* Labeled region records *
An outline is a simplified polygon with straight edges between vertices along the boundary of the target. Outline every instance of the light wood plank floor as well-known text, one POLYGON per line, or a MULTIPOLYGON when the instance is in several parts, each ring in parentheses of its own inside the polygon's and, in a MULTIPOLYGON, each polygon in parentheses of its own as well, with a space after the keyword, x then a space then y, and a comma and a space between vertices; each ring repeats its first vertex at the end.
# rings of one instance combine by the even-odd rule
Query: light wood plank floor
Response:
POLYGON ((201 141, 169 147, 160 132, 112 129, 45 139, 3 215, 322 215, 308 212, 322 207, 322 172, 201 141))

---

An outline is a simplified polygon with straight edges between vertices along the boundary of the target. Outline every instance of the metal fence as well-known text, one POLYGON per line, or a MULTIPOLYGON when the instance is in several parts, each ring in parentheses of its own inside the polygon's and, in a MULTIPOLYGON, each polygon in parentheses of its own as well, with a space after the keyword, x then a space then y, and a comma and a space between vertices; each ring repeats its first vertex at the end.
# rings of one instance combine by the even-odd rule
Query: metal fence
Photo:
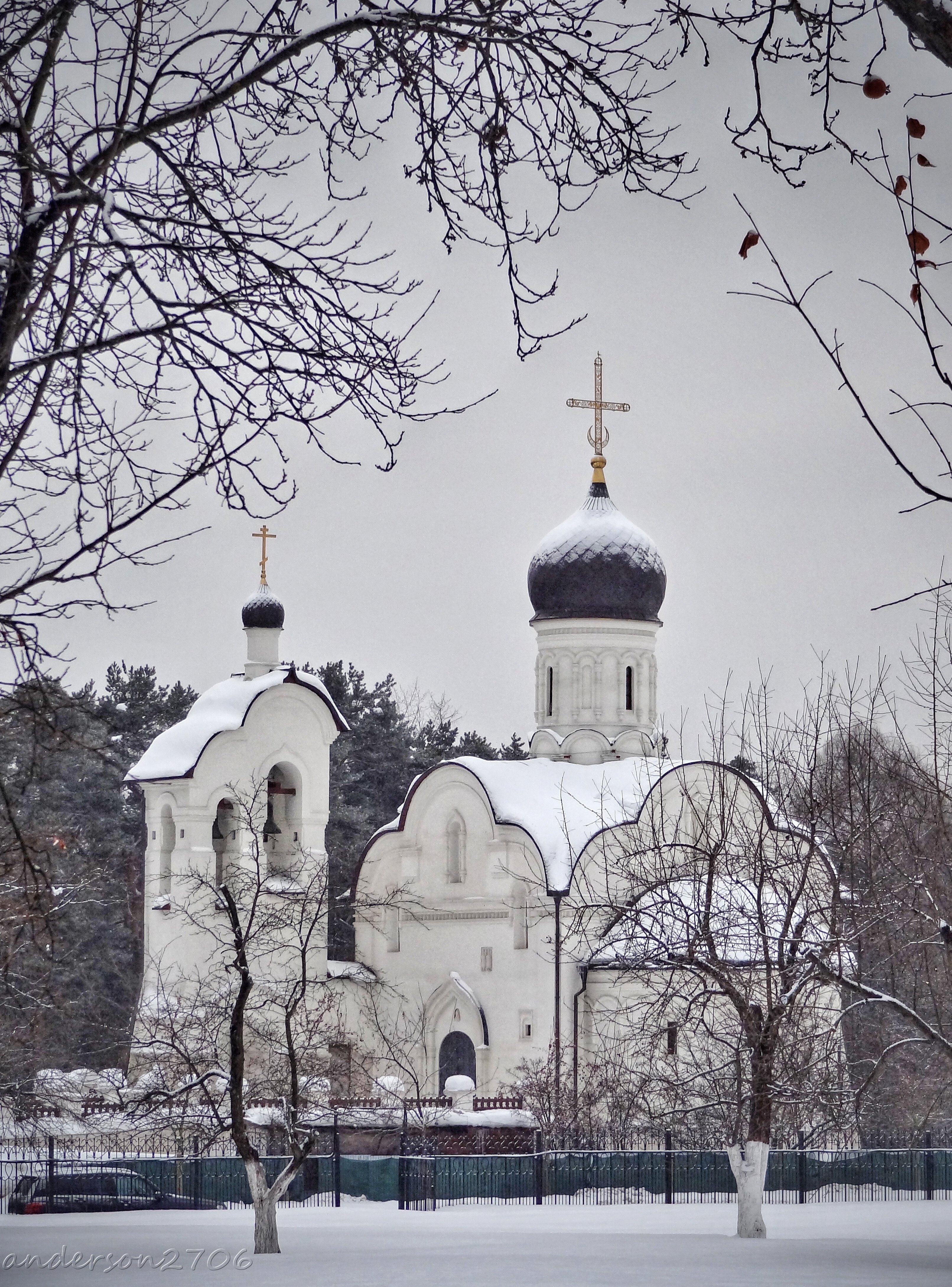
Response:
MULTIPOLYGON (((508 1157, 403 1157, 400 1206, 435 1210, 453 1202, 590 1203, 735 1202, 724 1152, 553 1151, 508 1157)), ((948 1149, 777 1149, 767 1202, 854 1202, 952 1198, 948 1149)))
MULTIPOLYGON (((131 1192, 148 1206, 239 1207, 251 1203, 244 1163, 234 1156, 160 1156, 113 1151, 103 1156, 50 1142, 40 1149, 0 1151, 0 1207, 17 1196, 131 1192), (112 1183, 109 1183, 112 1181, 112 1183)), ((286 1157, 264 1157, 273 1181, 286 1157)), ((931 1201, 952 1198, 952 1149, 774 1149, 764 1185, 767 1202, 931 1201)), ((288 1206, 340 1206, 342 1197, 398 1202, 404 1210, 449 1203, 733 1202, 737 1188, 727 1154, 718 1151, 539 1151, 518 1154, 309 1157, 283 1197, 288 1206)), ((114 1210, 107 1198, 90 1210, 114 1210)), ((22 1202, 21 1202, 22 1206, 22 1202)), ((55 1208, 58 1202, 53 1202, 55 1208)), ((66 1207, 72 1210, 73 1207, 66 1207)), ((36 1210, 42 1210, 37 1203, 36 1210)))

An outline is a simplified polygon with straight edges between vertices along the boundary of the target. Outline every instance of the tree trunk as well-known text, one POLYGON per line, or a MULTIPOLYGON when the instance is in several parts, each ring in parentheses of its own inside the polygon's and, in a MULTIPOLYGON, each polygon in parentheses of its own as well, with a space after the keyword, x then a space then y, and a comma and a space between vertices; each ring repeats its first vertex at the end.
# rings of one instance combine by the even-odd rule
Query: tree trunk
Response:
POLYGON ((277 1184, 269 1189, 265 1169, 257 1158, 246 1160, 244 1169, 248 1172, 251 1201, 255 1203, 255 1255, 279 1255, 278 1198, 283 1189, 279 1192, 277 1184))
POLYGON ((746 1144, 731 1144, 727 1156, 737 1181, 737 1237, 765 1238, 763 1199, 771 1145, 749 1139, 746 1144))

---

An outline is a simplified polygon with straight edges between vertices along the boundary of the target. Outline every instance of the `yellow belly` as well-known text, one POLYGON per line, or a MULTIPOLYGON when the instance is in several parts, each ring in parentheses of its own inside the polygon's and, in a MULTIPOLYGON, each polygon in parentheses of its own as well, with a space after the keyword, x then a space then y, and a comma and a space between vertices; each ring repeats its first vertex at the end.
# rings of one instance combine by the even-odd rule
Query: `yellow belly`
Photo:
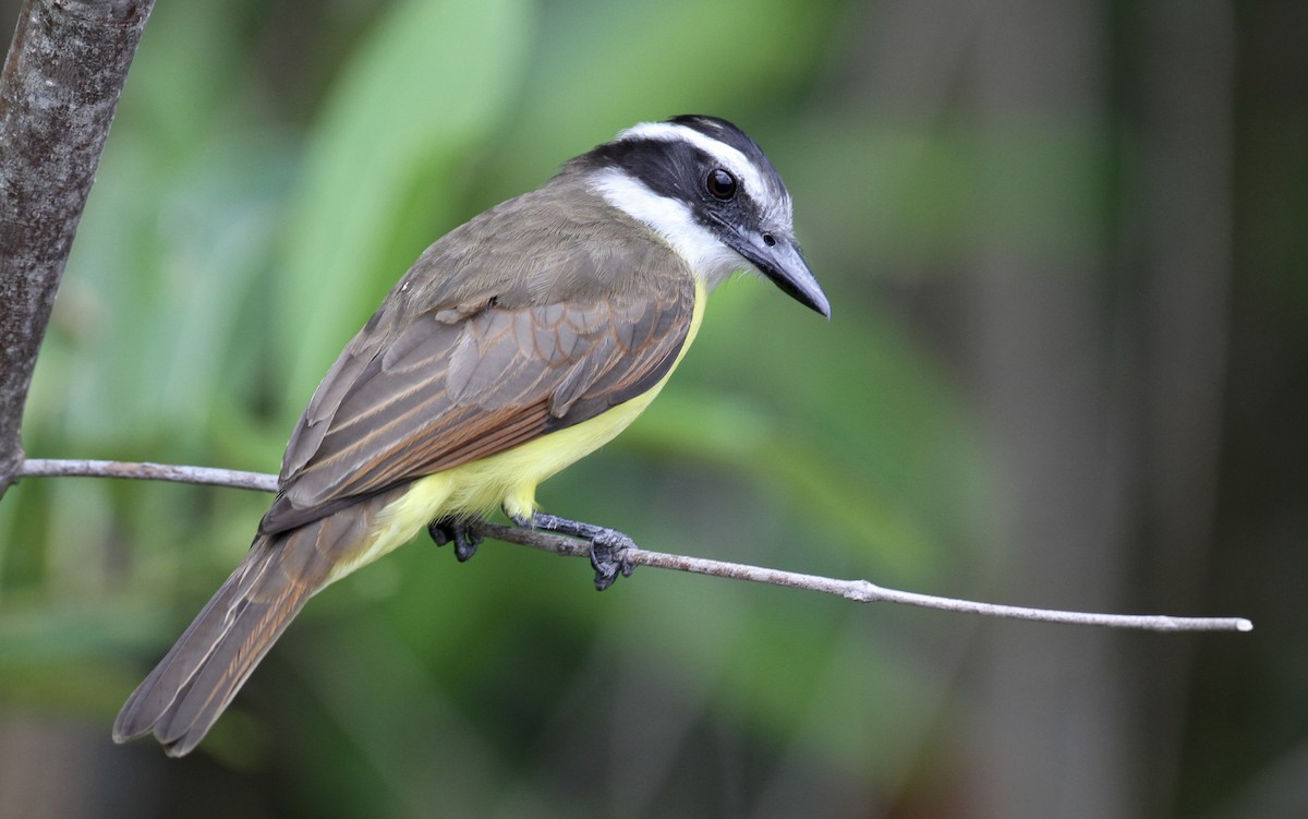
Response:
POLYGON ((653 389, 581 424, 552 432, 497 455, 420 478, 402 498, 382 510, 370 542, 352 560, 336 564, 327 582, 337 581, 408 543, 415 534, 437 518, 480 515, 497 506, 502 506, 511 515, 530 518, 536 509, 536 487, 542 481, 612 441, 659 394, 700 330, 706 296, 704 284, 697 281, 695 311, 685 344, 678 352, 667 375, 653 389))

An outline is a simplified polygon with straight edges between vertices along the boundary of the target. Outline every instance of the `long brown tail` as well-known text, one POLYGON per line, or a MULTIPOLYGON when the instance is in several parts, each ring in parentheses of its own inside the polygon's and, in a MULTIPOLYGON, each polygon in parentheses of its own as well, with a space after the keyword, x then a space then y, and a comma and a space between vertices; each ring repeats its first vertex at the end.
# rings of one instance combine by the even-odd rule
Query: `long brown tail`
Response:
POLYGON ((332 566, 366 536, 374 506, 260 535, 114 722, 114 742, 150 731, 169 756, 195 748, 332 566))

* Instruction *
Give back, word for word, the lines of the records beginning with the line that contains "of the tree" and continuing through the line that contains "POLYGON ((746 1144, 731", including both of those lines.

* Reply to the exercise *
An outline is a simplified polygon with straight edges between vertices along the boundary of the target. Outline every instance of the tree trunk as well-known text, one POLYGON per line, or a MULTIPOLYGON when the instance is in several parts, each ring in parentheses of its own inside the polygon's and, in a MULTIPOLYGON, each polygon in parentheses of its own as well, with a space after the keyword, x then a space then y, and a comma and a space between vertices; each ring repeats its first vertex at the end.
# rings of one instance combine by the even-odd rule
Query: tree trunk
Response:
POLYGON ((277 1184, 269 1189, 265 1169, 257 1158, 246 1160, 244 1169, 248 1172, 251 1201, 255 1203, 255 1255, 279 1255, 278 1198, 283 1189, 279 1192, 277 1184))
POLYGON ((746 1144, 731 1144, 727 1156, 737 1181, 737 1237, 765 1238, 763 1199, 771 1145, 749 1139, 746 1144))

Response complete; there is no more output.